Segment Start: Source material

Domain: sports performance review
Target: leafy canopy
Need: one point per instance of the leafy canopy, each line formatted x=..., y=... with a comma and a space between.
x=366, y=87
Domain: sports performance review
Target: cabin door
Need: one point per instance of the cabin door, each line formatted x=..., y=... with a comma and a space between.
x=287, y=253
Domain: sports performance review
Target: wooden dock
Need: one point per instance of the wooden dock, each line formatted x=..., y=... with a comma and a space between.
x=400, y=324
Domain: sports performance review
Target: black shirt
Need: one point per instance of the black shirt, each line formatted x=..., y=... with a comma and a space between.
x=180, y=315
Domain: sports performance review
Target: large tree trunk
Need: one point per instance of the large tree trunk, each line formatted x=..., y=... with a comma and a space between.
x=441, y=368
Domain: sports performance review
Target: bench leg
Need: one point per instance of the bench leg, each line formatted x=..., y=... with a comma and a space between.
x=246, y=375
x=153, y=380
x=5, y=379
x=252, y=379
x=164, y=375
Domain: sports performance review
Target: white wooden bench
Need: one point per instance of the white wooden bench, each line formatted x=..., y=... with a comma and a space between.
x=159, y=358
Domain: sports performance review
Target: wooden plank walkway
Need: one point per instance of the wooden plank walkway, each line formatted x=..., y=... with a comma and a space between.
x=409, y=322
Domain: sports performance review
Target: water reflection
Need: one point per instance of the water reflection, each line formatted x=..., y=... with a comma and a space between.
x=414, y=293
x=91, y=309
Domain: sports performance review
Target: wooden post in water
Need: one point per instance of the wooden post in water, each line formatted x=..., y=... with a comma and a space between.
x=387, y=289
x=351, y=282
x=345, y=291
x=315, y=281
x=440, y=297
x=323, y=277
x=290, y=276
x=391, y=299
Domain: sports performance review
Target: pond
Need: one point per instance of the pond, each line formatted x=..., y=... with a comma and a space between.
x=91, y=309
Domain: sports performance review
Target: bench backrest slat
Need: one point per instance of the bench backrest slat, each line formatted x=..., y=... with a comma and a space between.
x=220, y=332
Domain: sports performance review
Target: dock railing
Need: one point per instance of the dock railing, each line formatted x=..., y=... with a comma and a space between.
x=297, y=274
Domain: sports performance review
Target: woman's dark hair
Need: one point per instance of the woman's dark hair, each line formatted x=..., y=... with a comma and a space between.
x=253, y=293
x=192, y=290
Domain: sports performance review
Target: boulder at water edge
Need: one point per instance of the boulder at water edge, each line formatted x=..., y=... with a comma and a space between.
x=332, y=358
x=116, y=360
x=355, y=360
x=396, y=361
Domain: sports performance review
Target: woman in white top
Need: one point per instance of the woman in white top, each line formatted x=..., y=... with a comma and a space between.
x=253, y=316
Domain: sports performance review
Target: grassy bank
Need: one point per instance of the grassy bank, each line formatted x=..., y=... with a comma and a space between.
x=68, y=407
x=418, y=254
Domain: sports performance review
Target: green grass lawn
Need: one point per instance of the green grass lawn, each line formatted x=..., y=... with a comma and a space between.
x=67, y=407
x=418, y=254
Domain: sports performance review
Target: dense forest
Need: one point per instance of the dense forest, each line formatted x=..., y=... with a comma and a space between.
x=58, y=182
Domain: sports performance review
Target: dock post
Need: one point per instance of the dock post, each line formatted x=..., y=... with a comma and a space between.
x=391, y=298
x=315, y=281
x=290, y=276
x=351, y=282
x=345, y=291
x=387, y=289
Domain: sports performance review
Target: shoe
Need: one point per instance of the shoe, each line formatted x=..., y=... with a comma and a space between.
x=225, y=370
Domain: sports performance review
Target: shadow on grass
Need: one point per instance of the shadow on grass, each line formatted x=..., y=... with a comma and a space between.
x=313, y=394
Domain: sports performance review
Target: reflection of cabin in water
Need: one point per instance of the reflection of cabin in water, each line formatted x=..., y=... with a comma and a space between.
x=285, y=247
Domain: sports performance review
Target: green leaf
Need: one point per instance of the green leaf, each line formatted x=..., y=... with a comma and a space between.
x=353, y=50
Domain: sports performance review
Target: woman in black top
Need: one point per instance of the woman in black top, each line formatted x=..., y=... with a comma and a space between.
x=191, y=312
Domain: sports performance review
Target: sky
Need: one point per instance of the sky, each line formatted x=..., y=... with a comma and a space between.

Segment End: Source material

__Work required__
Print only the lines running from the one with "Target: green leaf" to the final line of the data above, each exactly as it appears.

__Written solution__
Target: green leaf
Need: one point per instance of the green leaf, each line formatted x=..., y=... with a comma and a space between.
x=353, y=50
Domain: sports performance review
Target: woman in black top
Need: one point per instance of the woman in black top, each line formatted x=..., y=... with a comma and a space between.
x=191, y=312
Domain: sports performance review
Target: sky
Need: one point per instance of the sky, each line formatted x=..., y=... with a comma and a space between.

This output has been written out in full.